--- Start of Selected passage ---

Sets of Discontinuity

In Chapter 4, we spent much of our time trying to understand and prove continuity of functions. However, as we saw in Section 4.1, discontinuous functions can be even more interesting. Recall the Dirchlet Function, which we saw was discontinuous on all of \mathbb{R}, or well as the modified Dirchlet, which was discontinuous on \mathbb{R}\ \{0\} , and don’t forget the Thomae Function, which was discontinuous on all of \mathbb{Q}. What is going on with these discontinuities, and what does this tell us about the discontinuities of an arbitrary function?

To start, let’s define, for a function f: \mathbb{R} \to \mathbb{R}, the set D_f \subseteq \mathbb{R} as the set of all points where f fails to be continuous. It turns out that this set has a number of really interesting properties for a generic function on the real numbers. In general, we can divide discontinuities of a function at a point c into three categories:

  • Removable discontinuity: when \lim{x \to c} f(x) exists but is a different value from f(c) Example: g(x) = \begin{cases} x & x \neq 1 \\ 0 & x = 1 \end{cases} has a removable discontinuity at x = 1
  • Jump discontinuity: when \lim{x \to c^+} f(x) \neq \lim{x \to c^-} f(x). Example: g(x) = \begin{cases} x & x\leq 1 \\ x+6 & x > 1 \end{cases} has a jump discontinuity at x = 1
  • Essential discontinuity: when \lim{x \to c} f(x) doesn’t exist for some other reason–so at least one or both of the right hand limits either doesn’t exist or is infinite. Example: the function g(x) = \sin{\frac{1}{x}} has an essential discontinuity at the point x = 0.

Now, let’s look at the class of monotone functions. Similarly to how we defined a monotone sequence, we can define a monotone function f: A \to \mathbb{R} as a function that is either increasing or decreasing on A, so either f(x) \leq f(y) (increasing) or f(x) \geq f(y) (decreasing) for x < y \in A. Monotone functions can only have a jump discontinuity, because a removable or essential discontinuity would make the function not monotone on A. With a jump discontinuity, a function can still maintain the property that f(x) \leq f(y) or f(x) \geq f(y) for x < y. From there, we can create a bijection between the set of jump discontinuities of f and a subset of \mathbb{Q} to show that D_f for monotone functions is either countable or finite.

Now that we’ve looked at monotone functions, let’s think about the discontinuity set of a non-monotone function. It turns out that, for any arbitrary function f: \mathbb{R} \to \mathbb{R}, D_f is classified as a F_\sigma set, or a set that can be written as the countable union of closed sets (this proof is outlined on p. 143 of the Abbot textbook). We ran into F_{\sigma} sets in section 3.5 of the Abbot text, where they help us define \mathbb{R} as a complete metric space.

Now you may be wondering how we can determine if a set is a F_{\sigma} set and, since every set of discontinuities for an arbitrary function is a countable union of closed sets, whether we can construct a function that is discontinuous on any subset of \mathbb{R}. At first it might look like it–the Dirchlet function has D_f = \mathbb{R} and the Thomae function has D_f = \mathbb{Q}. Does that mean every subset of \mathbb{R} is a F_{\sigma} set? It turns out not.

--- End of Selected passage ---
--- Start of Provided data ---

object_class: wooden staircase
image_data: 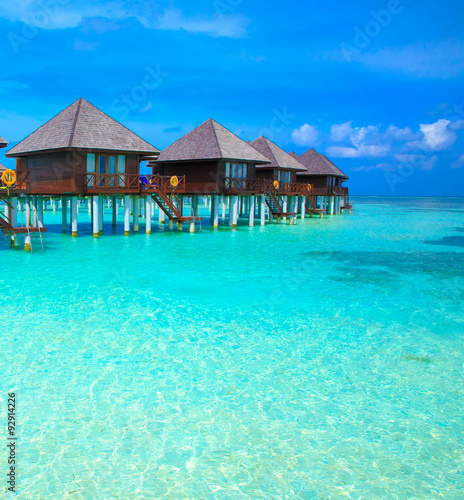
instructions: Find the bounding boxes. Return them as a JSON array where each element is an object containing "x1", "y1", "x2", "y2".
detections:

--- End of Provided data ---

### Exercise tasks
1. Which three categories of discontinuity at a point does the page on sets of discontinuity divide discontinuities into?
2. Can you retype the page on sets of discontinuity, everything from "Now you may" down to "turns out not."?

### Responses by task
1. Removable discontinuity, jump discontinuity, essential discontinuity

2.
Now you may be wondering how we can determine if a set is a F_{\sigma} set and, since every set of discontinuities for an arbitrary function is a countable union of closed sets, whether we can construct a function that is discontinuous on any subset of \mathbb{R}. At first it might look like it–the Dirchlet function has D_f = \mathbb{R} and the Thomae function has D_f = \mathbb{Q}. Does that mean every subset of \mathbb{R} is a F_{\sigma} set? It turns out not.